THE TASK
Every line in the data below from the one containing "Would you be able to locate the handrail" down to the one containing "Would you be able to locate the person", both included, must be retyped exactly; no other line is to appear.
------------------------
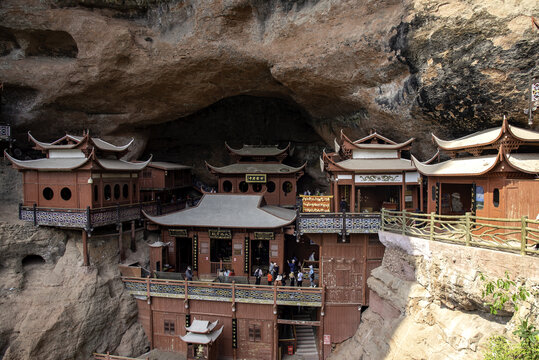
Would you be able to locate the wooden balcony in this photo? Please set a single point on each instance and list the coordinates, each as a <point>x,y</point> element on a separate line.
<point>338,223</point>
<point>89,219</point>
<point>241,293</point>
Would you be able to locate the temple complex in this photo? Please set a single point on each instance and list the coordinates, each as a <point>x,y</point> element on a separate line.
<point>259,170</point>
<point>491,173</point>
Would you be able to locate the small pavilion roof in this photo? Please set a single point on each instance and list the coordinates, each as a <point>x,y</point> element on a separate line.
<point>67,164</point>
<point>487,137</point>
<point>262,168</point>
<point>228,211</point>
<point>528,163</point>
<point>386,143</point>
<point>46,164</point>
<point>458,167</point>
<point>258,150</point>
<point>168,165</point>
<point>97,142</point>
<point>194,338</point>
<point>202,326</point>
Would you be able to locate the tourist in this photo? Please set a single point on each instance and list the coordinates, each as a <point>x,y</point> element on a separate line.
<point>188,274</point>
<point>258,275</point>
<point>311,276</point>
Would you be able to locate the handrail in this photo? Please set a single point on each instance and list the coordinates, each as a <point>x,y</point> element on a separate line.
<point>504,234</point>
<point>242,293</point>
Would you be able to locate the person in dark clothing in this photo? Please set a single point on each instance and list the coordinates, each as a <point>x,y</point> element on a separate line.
------------------------
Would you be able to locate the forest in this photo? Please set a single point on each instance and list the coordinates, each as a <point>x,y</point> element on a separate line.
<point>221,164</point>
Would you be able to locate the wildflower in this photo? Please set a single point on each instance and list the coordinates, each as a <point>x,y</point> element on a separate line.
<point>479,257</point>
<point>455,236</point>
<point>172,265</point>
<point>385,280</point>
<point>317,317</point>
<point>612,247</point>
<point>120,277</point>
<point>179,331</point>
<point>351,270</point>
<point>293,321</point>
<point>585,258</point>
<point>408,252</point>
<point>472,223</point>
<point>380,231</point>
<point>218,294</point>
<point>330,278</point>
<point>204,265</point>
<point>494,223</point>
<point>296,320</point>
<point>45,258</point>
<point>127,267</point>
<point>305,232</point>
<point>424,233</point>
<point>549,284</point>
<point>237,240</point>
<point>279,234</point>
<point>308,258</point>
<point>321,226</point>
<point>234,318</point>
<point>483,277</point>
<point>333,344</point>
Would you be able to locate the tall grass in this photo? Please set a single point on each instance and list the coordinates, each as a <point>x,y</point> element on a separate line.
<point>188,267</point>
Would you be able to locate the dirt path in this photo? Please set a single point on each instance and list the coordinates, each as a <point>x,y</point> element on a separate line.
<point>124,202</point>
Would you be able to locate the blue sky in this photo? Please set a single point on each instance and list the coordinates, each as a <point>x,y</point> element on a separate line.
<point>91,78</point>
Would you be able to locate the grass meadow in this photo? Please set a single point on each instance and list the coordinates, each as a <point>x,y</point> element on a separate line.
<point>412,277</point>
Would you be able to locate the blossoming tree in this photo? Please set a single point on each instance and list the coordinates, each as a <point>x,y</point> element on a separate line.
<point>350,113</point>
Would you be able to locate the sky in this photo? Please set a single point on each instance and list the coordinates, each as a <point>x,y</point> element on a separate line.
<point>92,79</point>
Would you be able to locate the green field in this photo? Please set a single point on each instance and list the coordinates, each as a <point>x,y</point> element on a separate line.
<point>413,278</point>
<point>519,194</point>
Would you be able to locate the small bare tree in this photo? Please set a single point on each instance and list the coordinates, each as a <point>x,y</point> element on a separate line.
------------------------
ANSWER TO THIS TASK
Would you be able to locate the handrail in this photo? Please set a single point on each instance and list the coordinates, each as a <point>x,y</point> element on a separate line.
<point>504,234</point>
<point>242,293</point>
Would you be able to locate the person in dark clothing in this photo? Please set a single point on each instance and list the coordinates, each as a <point>x,y</point> element on a separate line.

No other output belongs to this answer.